## Directive:
Please show each line from the rows below that contains the string "Target". Case counts.

---------- Recorded information ----------

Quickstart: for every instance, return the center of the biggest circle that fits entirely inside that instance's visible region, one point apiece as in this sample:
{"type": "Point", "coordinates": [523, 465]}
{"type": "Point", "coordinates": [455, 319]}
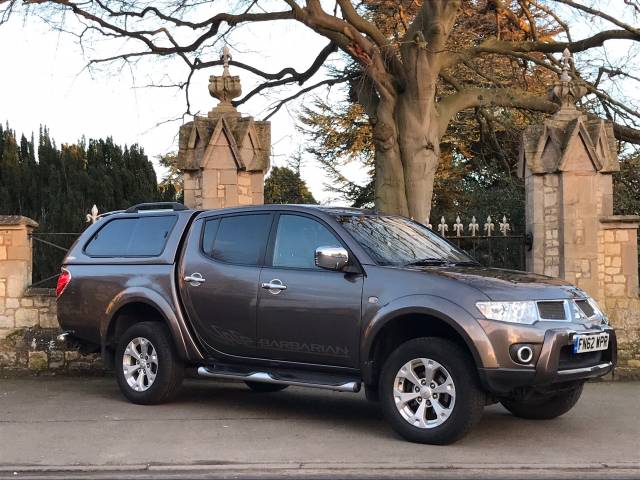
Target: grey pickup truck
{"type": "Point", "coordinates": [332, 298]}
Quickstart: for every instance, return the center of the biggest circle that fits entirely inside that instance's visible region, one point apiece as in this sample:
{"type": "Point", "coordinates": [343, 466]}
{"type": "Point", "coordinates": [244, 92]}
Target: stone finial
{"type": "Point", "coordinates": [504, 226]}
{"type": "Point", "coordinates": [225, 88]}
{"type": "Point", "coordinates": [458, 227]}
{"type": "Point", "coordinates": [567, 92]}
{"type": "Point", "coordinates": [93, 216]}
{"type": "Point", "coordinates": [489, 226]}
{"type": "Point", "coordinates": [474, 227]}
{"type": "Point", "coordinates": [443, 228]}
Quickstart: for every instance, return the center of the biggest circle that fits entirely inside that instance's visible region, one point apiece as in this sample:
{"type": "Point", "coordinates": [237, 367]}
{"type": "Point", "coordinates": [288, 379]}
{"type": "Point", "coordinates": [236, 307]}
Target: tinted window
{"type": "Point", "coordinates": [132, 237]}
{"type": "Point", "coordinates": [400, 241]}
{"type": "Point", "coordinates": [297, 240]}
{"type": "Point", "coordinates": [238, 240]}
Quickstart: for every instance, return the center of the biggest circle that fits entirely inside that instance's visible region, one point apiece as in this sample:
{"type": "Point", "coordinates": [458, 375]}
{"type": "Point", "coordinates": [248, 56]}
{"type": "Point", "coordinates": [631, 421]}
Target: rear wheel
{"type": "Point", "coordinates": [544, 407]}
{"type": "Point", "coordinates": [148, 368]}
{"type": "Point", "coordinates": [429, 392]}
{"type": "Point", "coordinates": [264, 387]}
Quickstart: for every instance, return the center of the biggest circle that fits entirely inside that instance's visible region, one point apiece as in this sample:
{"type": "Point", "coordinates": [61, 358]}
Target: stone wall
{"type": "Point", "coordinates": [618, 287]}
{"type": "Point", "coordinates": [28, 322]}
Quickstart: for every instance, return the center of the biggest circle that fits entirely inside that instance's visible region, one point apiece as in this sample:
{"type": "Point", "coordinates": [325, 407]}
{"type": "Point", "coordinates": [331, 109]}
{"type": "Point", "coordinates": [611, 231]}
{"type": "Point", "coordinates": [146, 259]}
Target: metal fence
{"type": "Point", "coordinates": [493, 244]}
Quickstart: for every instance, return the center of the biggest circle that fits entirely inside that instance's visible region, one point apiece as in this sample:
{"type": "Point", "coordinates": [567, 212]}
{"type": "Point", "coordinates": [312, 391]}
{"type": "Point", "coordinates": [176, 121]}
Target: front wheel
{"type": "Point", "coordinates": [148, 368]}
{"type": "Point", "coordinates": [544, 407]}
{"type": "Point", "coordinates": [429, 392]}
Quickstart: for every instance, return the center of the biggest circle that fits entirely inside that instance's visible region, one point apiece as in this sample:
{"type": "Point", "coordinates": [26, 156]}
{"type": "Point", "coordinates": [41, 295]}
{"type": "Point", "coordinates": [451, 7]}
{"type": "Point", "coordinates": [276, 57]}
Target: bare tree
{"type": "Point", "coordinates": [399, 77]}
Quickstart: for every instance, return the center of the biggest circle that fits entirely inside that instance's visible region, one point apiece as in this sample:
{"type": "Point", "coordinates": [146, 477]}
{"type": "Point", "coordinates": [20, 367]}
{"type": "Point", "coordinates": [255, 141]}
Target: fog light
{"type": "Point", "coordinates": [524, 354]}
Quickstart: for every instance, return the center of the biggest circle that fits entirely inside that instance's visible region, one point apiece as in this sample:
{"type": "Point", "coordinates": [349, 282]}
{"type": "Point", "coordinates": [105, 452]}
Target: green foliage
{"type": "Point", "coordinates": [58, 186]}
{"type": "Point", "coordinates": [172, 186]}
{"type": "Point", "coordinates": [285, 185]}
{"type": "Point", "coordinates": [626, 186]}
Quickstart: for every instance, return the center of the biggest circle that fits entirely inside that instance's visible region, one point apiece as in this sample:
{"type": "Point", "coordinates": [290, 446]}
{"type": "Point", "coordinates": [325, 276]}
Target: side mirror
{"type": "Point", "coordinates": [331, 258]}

----------

## Solution to the problem:
Target: grey pickup truck
Target: stone finial
Target: tinted window
Target: rear wheel
Target: stone wall
Target: metal fence
Target: front wheel
Target: bare tree
Target: fog light
Target: green foliage
Target: side mirror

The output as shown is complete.